== Segment start ==
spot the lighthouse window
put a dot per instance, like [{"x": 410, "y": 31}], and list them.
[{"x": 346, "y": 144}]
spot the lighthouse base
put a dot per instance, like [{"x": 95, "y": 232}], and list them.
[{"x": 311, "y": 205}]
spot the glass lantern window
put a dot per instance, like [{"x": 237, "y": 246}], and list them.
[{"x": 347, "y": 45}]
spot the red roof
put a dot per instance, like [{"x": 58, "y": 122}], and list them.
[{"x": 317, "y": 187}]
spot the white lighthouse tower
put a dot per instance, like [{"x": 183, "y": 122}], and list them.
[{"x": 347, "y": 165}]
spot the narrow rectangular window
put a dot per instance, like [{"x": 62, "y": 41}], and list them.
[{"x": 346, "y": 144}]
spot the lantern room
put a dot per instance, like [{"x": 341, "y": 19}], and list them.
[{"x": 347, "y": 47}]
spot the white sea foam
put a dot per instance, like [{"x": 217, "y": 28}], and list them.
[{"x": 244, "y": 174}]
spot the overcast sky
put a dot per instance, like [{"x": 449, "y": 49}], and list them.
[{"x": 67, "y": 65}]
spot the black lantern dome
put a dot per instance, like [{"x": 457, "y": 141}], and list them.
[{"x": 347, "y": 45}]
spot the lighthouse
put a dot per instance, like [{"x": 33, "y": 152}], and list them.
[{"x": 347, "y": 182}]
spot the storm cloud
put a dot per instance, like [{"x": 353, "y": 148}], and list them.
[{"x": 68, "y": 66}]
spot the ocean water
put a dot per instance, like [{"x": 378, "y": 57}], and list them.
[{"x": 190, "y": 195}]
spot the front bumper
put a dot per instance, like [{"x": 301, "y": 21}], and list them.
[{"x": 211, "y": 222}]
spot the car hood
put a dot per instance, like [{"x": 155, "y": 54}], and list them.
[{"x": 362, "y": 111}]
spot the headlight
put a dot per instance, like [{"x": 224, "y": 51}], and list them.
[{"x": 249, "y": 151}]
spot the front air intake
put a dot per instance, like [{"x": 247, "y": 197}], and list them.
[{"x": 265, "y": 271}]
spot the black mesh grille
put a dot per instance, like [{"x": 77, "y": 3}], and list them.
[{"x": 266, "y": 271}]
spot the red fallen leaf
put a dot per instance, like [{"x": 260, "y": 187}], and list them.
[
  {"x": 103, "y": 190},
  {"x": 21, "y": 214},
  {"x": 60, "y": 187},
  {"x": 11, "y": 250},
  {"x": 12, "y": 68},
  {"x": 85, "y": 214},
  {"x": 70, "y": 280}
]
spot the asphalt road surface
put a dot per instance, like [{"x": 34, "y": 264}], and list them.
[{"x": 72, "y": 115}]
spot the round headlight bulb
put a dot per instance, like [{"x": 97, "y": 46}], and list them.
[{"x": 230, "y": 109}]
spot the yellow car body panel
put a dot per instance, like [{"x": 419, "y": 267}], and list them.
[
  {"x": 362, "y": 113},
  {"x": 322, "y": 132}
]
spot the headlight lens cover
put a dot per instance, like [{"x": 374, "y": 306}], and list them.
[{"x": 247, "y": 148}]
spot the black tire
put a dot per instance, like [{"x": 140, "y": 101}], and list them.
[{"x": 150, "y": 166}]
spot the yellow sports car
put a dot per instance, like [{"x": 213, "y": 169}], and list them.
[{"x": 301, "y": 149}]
== Segment end ==
YOUR GOAL: Everything from the line holding "spot the black tire" through the last line of the entries should be retyped exactly, with no other lines.

EXPECTED OUTPUT:
spot the black tire
put a dot per instance, like [{"x": 140, "y": 101}], and list them.
[{"x": 150, "y": 166}]
spot the yellow sports car
put a dot per instance, like [{"x": 213, "y": 169}], and list them.
[{"x": 301, "y": 149}]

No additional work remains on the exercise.